**Provided information:**

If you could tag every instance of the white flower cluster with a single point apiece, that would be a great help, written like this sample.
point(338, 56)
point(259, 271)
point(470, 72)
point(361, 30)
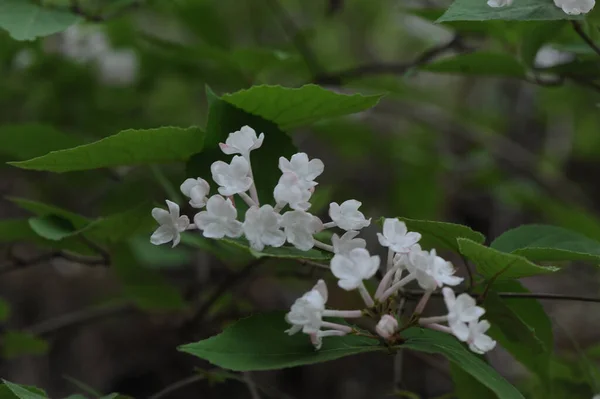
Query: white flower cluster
point(351, 264)
point(570, 7)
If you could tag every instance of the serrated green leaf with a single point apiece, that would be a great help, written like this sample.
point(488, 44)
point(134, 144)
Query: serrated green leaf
point(479, 63)
point(492, 263)
point(17, 343)
point(10, 390)
point(129, 147)
point(25, 20)
point(291, 107)
point(260, 343)
point(429, 341)
point(441, 234)
point(524, 10)
point(548, 243)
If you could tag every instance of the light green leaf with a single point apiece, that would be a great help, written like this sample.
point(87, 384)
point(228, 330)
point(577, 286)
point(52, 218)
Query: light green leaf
point(492, 263)
point(129, 147)
point(524, 10)
point(10, 390)
point(548, 243)
point(290, 107)
point(441, 234)
point(479, 63)
point(17, 343)
point(429, 341)
point(25, 20)
point(260, 343)
point(20, 142)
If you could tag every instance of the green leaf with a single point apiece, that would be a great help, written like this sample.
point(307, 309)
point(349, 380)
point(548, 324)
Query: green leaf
point(430, 341)
point(20, 142)
point(129, 147)
point(25, 20)
point(17, 343)
point(441, 234)
point(260, 343)
point(10, 390)
point(524, 10)
point(548, 243)
point(492, 263)
point(288, 107)
point(146, 287)
point(479, 63)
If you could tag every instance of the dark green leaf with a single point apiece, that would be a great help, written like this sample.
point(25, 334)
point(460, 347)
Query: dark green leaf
point(548, 243)
point(260, 343)
point(492, 263)
point(129, 147)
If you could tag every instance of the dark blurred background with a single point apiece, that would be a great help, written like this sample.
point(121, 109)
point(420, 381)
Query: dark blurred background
point(486, 151)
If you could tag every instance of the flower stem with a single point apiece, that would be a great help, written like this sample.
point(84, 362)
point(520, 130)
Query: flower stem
point(365, 295)
point(323, 246)
point(349, 314)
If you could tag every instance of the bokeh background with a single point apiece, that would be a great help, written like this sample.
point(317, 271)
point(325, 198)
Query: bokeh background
point(473, 146)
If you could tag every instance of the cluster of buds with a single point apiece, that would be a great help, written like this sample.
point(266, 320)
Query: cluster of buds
point(351, 263)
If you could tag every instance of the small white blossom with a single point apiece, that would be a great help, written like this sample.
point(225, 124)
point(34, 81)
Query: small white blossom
point(347, 216)
point(299, 227)
point(461, 310)
point(387, 326)
point(303, 168)
point(397, 237)
point(346, 243)
point(477, 340)
point(196, 190)
point(242, 142)
point(353, 268)
point(262, 227)
point(171, 224)
point(219, 219)
point(575, 7)
point(233, 178)
point(292, 191)
point(307, 312)
point(499, 3)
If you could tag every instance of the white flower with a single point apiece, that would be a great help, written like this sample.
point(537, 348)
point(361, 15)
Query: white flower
point(299, 227)
point(387, 326)
point(242, 142)
point(233, 178)
point(461, 310)
point(346, 243)
point(171, 224)
point(575, 7)
point(396, 236)
point(307, 312)
point(262, 227)
point(478, 341)
point(293, 191)
point(347, 216)
point(351, 269)
point(303, 168)
point(196, 190)
point(499, 3)
point(219, 219)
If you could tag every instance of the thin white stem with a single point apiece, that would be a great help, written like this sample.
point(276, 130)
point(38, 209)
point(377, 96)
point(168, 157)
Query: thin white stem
point(365, 295)
point(423, 302)
point(431, 320)
point(396, 287)
point(323, 246)
point(348, 314)
point(248, 200)
point(385, 281)
point(336, 326)
point(439, 327)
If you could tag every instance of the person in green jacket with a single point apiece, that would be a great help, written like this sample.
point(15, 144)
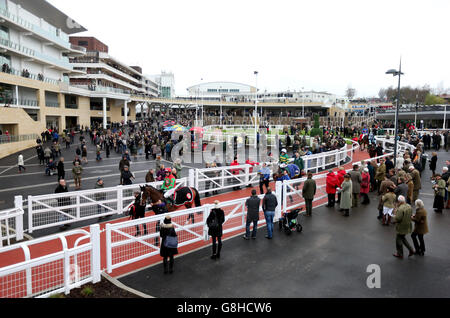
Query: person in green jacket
point(299, 162)
point(403, 226)
point(308, 192)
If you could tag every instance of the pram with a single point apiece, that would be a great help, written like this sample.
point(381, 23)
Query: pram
point(290, 222)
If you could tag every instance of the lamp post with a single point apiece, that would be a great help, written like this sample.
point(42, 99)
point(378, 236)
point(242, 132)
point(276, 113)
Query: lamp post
point(399, 74)
point(256, 108)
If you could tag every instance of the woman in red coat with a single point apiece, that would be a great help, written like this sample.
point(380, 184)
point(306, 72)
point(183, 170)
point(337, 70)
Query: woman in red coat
point(340, 177)
point(365, 186)
point(332, 184)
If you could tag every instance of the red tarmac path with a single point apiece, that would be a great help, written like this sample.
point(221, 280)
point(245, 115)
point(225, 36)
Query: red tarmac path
point(40, 280)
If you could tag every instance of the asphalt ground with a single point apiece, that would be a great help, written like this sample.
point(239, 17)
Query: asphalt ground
point(329, 258)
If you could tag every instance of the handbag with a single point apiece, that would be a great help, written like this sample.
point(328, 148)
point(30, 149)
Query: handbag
point(171, 242)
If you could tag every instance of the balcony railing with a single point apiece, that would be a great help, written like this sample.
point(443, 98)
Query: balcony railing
point(21, 102)
point(52, 104)
point(38, 77)
point(62, 40)
point(64, 63)
point(4, 139)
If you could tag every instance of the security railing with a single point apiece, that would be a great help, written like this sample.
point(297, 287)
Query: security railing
point(69, 261)
point(52, 210)
point(5, 139)
point(52, 35)
point(11, 223)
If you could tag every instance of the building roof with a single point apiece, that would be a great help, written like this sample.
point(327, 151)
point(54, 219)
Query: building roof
point(52, 15)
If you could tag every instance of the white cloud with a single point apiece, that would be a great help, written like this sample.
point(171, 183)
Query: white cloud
point(322, 45)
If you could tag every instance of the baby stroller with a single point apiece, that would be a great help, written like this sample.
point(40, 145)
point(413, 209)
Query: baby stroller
point(290, 222)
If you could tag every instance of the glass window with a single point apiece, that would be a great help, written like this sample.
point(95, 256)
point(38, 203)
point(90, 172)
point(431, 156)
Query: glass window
point(4, 32)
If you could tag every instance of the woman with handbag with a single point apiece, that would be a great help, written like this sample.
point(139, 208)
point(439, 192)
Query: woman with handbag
point(169, 244)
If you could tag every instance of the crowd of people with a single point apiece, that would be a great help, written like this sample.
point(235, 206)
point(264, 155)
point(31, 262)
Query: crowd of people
point(397, 184)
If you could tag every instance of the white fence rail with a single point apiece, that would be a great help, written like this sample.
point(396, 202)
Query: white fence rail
point(51, 210)
point(56, 272)
point(136, 240)
point(11, 223)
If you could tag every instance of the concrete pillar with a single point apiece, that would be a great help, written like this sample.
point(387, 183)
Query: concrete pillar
point(125, 111)
point(105, 118)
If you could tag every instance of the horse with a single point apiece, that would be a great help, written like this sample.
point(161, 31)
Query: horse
point(184, 196)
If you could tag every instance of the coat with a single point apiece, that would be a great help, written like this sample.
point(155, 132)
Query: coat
point(167, 230)
point(346, 195)
point(389, 200)
point(403, 223)
point(356, 181)
point(309, 189)
point(332, 183)
point(365, 182)
point(420, 221)
point(220, 217)
point(252, 205)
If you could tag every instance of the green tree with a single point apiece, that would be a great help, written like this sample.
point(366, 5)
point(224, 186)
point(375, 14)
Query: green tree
point(316, 130)
point(434, 100)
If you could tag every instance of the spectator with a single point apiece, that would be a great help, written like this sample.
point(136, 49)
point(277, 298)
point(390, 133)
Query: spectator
point(365, 186)
point(308, 192)
point(215, 221)
point(356, 185)
point(420, 227)
point(331, 185)
point(269, 205)
point(76, 171)
point(403, 227)
point(346, 195)
point(388, 200)
point(169, 244)
point(252, 205)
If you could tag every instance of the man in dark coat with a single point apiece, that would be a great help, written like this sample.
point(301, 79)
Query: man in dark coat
point(308, 192)
point(60, 168)
point(270, 203)
point(62, 188)
point(167, 253)
point(252, 205)
point(215, 220)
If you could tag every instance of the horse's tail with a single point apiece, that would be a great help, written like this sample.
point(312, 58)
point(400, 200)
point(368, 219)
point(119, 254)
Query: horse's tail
point(196, 197)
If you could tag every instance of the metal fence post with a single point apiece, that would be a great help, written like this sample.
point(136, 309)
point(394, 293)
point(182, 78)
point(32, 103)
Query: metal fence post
point(108, 248)
point(18, 203)
point(278, 190)
point(30, 214)
point(95, 253)
point(119, 199)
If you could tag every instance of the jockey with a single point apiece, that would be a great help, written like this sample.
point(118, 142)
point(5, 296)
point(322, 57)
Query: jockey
point(169, 185)
point(292, 169)
point(284, 158)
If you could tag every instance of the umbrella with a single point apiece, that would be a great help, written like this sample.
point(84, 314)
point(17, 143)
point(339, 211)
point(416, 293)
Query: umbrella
point(169, 123)
point(197, 129)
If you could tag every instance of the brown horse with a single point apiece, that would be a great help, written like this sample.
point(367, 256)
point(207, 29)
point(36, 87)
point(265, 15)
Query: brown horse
point(184, 196)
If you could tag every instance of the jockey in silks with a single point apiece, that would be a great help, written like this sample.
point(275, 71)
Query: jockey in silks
point(168, 187)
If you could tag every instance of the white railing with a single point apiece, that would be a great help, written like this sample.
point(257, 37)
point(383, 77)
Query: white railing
point(67, 264)
point(52, 210)
point(137, 240)
point(11, 223)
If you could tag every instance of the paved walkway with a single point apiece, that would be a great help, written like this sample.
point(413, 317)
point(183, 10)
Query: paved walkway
point(328, 259)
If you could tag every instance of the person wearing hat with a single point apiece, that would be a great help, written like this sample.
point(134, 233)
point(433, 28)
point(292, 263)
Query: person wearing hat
point(169, 244)
point(346, 195)
point(214, 222)
point(126, 176)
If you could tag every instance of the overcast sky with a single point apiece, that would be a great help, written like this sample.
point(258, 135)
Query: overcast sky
point(322, 44)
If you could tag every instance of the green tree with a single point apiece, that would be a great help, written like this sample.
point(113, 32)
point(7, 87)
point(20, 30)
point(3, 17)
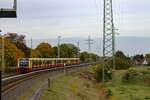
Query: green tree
point(19, 41)
point(138, 57)
point(84, 57)
point(68, 51)
point(54, 51)
point(120, 54)
point(45, 49)
point(12, 53)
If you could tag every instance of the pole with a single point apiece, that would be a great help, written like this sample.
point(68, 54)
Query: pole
point(78, 44)
point(3, 55)
point(89, 47)
point(31, 43)
point(15, 5)
point(58, 46)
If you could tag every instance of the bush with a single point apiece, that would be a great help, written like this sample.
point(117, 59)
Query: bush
point(98, 73)
point(122, 63)
point(137, 76)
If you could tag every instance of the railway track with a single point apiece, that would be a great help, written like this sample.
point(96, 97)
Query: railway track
point(11, 83)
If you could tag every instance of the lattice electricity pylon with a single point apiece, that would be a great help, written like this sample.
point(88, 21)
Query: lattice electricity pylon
point(108, 37)
point(9, 12)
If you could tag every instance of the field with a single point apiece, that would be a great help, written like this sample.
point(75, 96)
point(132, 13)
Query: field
point(81, 85)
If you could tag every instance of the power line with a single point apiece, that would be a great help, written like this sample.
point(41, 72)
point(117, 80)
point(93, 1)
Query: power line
point(58, 47)
point(78, 45)
point(31, 43)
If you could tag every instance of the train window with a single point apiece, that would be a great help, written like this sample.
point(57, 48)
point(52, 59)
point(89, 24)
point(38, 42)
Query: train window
point(24, 63)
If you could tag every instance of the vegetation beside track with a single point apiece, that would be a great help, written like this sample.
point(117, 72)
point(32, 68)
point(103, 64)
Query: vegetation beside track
point(82, 86)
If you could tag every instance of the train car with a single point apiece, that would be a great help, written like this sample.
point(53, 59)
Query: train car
point(31, 64)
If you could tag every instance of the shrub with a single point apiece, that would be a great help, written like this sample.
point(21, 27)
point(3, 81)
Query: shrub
point(137, 76)
point(121, 64)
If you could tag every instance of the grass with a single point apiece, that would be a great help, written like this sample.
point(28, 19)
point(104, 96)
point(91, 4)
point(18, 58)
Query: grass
point(81, 86)
point(71, 87)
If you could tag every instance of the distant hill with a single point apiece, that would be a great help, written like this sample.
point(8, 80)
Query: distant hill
point(129, 45)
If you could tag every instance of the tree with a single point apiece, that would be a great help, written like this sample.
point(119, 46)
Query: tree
point(68, 51)
point(121, 61)
point(12, 53)
point(84, 57)
point(45, 49)
point(120, 54)
point(138, 57)
point(54, 51)
point(147, 55)
point(19, 41)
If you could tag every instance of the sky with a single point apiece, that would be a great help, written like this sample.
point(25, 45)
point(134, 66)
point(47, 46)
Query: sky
point(75, 18)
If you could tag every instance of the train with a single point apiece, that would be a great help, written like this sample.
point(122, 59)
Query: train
point(31, 64)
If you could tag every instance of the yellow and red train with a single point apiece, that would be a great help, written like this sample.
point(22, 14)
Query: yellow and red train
point(31, 64)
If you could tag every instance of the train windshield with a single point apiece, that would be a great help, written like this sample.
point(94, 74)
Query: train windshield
point(24, 63)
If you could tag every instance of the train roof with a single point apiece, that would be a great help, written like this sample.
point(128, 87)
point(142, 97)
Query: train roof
point(51, 58)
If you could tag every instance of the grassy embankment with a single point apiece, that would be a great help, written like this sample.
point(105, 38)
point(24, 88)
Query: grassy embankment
point(82, 86)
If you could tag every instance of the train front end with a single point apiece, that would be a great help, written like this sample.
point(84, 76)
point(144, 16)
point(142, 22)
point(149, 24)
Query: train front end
point(23, 65)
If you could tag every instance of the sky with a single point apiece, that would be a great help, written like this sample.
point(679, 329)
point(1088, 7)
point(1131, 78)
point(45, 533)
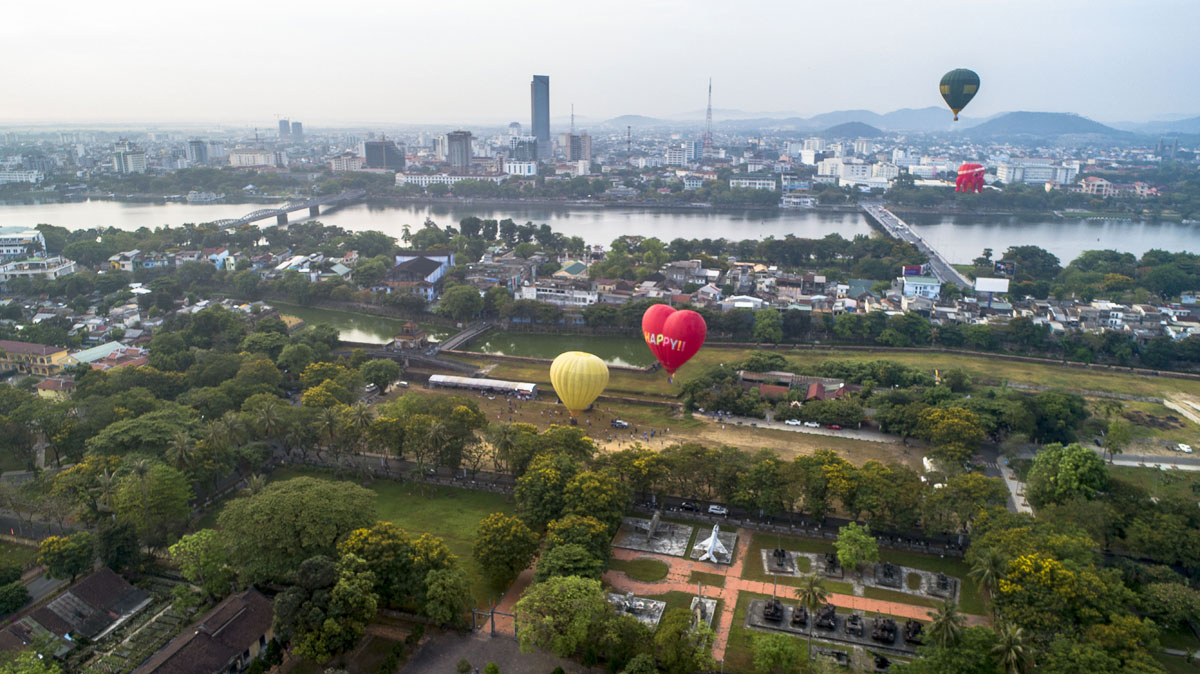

**Aim:** Copy the listing from its first line through the line containing "point(486, 151)", including that line, with every "Query" changed to "Label" and nothing else altered. Leave out the pictures.

**Answer to the problem:**
If you could tag every instance of the white flower cluster with a single point apiece, that would be a great help, written like this sample.
point(338, 56)
point(259, 271)
point(470, 72)
point(361, 30)
Label: white flower cluster
point(351, 264)
point(570, 7)
If you could tag every instance of the serrated green leaf with a single point apiece, that would be a great help, written like this sample.
point(488, 44)
point(134, 144)
Label: serrated green leaf
point(479, 63)
point(492, 263)
point(17, 343)
point(10, 390)
point(129, 147)
point(25, 20)
point(291, 107)
point(260, 343)
point(429, 341)
point(441, 234)
point(524, 10)
point(548, 243)
If you could tag every instance of the light green leaf with a single point apiece, that would be a great help, written like this sample.
point(87, 384)
point(228, 330)
point(577, 286)
point(52, 218)
Label: light green leaf
point(492, 263)
point(129, 147)
point(524, 10)
point(10, 390)
point(548, 243)
point(290, 107)
point(441, 234)
point(479, 63)
point(17, 343)
point(429, 341)
point(25, 20)
point(260, 343)
point(20, 142)
If you could tag every instance of the green leaf with a single point apiece, that would be a great help, written like this sample.
point(307, 309)
point(349, 380)
point(548, 324)
Label: green leaf
point(430, 341)
point(20, 142)
point(129, 147)
point(25, 20)
point(17, 343)
point(441, 234)
point(260, 343)
point(10, 390)
point(524, 10)
point(548, 243)
point(492, 263)
point(288, 107)
point(146, 287)
point(479, 63)
If you could tag every instance of the dark green leaf with a single point apiece, that would be a great help, written like this sample.
point(25, 334)
point(460, 347)
Label: dark green leaf
point(548, 243)
point(260, 343)
point(492, 263)
point(129, 147)
If you could tag every instance of the dark blurred background with a single point apiece, that would be a great help, written like this sample.
point(121, 109)
point(420, 381)
Label: dark blurred background
point(486, 151)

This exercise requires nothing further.